PROBLEMS AND TASKS>
[1] Reproduce verbatim the part of the podcast episode notes from "The Seed is" to "living with integrity.".
[2] Extend the podcast episode notes on ecotheology, picking up after their final sentence.

EXERCISE PASSAGE>
What can people of faith offer to broader environmental and other social justice movements?
Cherice’s work in ecotheology–a field of liberation theology centered around the relationship between religion and environment–seeks to support communication between communities focusing on theory, action, and reflection. Drawing on early Quaker history and her own ecospirituality, she examines how an insistence on individual integrity can leave us preoccupied with performative virtue, and how people of faith can move away from false charity toward an ethic of liberation.
Cherice Bock (she/her) is a Quaker from Oregon who combines advanced degrees in theology and environmental studies to teach, advocate, and organize with people of faith. Cherice leads Oregon Interfaith Power & Light and is an adjunct professor of ecotheology at Portland Seminary. She co-edited the book Quakers, Creation Care, and Sustainability, and she has a book forthcoming entitled, A Quaker Ecology: Meditations on the Future of Friends.
To learn more about Cherice’s work, visit https://chericebock.com
View Cherice’s August 2022 Pendle Hill First Monday lecture, “Friends & Sabbath in the Time of Climate Change,” here: https://youtu.be/k6tB3vqebxA
Cherice shares the following quotes:
“May we look upon our treasures, and the furniture of our houses, and the garments in which we array ourselves, and try whether the seeds of war have any nourishment in these possessions or not.” - John Woolman
“False charity constrains the fearful and subdued, the ‘rejects of life,’ to extend their trembling hands. True generosity lies in striving so that these hands—whether of individuals or entire peoples—need be extended less and less in supplication, so that more and more they become human hands which work and, working, transform the world.” - Paolo Friere, Pedagogy of the Oppressed
Find a transcript for this episode here.
The Seed is a project of Pendle Hill, a Quaker center, open to all, for Spirit-led learning, retreat, and community. We’re located in Wallingford, Pennsylvania, on the traditional territory of the Lenni-Lenape people.
Follow us @pendlehillseed on Facebook, Instagram, and Twitter, and subscribe to The Seed wherever you get your podcasts to get episodes in your library as they're released. To learn more, visit pendlehill.org/podcast.
This project is made possible by the generous support of the Thomas H. & Mary Williams Shoemaker Fund.
Cherice Bock 0:11
...Things that we're called to do in worship, we do in our lives. And that's living with integrity.

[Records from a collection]
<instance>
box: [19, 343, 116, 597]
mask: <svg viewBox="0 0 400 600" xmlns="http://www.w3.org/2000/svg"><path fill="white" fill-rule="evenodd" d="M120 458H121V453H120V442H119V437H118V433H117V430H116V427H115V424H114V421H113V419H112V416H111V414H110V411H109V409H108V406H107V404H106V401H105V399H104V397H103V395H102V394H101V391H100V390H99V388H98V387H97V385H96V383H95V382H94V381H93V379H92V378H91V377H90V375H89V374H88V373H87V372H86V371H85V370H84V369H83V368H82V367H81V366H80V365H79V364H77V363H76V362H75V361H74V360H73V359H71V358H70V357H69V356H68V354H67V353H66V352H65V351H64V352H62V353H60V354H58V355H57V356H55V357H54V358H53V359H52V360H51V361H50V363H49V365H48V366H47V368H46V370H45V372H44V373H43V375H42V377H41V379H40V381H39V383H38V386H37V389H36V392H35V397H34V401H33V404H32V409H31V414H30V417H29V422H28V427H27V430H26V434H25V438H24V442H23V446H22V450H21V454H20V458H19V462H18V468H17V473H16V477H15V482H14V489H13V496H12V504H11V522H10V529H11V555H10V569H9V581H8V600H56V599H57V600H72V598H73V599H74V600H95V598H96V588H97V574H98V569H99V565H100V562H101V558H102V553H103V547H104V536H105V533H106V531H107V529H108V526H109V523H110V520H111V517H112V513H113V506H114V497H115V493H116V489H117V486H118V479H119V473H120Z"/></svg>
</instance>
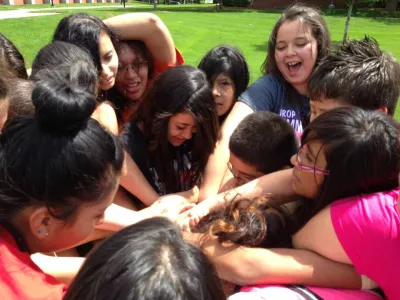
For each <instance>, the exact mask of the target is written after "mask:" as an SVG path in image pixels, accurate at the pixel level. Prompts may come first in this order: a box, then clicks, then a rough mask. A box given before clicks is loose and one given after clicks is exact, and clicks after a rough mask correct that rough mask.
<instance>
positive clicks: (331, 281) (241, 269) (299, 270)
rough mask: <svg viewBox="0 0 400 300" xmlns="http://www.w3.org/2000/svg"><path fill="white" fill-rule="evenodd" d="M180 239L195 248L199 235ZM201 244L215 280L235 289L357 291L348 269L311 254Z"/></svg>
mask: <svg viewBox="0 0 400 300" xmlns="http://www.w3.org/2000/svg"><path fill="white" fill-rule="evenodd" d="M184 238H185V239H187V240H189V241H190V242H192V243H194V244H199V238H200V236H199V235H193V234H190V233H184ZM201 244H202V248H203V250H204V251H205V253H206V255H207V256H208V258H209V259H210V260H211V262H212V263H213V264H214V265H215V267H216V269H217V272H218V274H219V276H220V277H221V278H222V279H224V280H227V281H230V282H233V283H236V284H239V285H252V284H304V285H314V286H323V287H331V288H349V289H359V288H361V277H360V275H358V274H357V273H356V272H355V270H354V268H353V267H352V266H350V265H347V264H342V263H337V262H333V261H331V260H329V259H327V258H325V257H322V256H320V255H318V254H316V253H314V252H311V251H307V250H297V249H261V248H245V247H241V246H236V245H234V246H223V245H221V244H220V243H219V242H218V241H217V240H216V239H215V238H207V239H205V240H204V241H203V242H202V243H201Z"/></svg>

RESULTS IN ORDER>
[1]
The Seed is a project of Pendle Hill, a Quaker center, open to all, for Spirit-led learning, retreat, and community. We’re located in Wallingford, Pennsylvania, on the traditional territory of the Lenni-Lenape people.
Follow us @pendlehillseed on Facebook, Instagram, and Twitter, and subscribe to The Seed wherever you get your podcasts to get episodes in your library as they're released. To learn more, visit pendlehill.org/podcast.
This project is made possible by the generous support of the Thomas H. & Mary Williams Shoemaker Fund.
Cherice Bock 0:11
...Things that we're called to do in worship, we do in our lives. And that's living with integrity.

[2]
Dwight Dunston 0:22
You're listening to The Seed: Conversations for Radical Hope, a Pendle Hill podcast where Quakers and other seekers come together to explore visions of the world that is growing up through the cracks of our broken systems. I'm your host, Dwight Dunston. This season, we're creating a space to explore the Quaker testimony of integrity. Together with our guests, we'll talk through the challenges and possibilities of aligning our intentions and actions, in embodying our values with authenticity and grace.
Our guest today is Cherice Bock. Cherice is a Quaker from Oregon who combines advanced degrees in theology and environmental studies to teach, advocate, and organize with people of faith. Cherice leads Oregon nterfaith Power and Light and as an adjunct professor of eco Theology at Portland seminary. She co edited the book Quakers, Creation Care, and Sustainability and has a book forthcoming entitled A Quaker Ecology: Meditations on the Future of Friends.
Cherice, thank you so, so much for taking time out to be on the podcast, The Seed: Conversations for Radical Hope. We're going to get into some of your work and some of your thinking, some of your experiences. But on the podcast, we always love to start with this question, which is about a check-in with you, and would just love for you to share what's it like being Cherice today.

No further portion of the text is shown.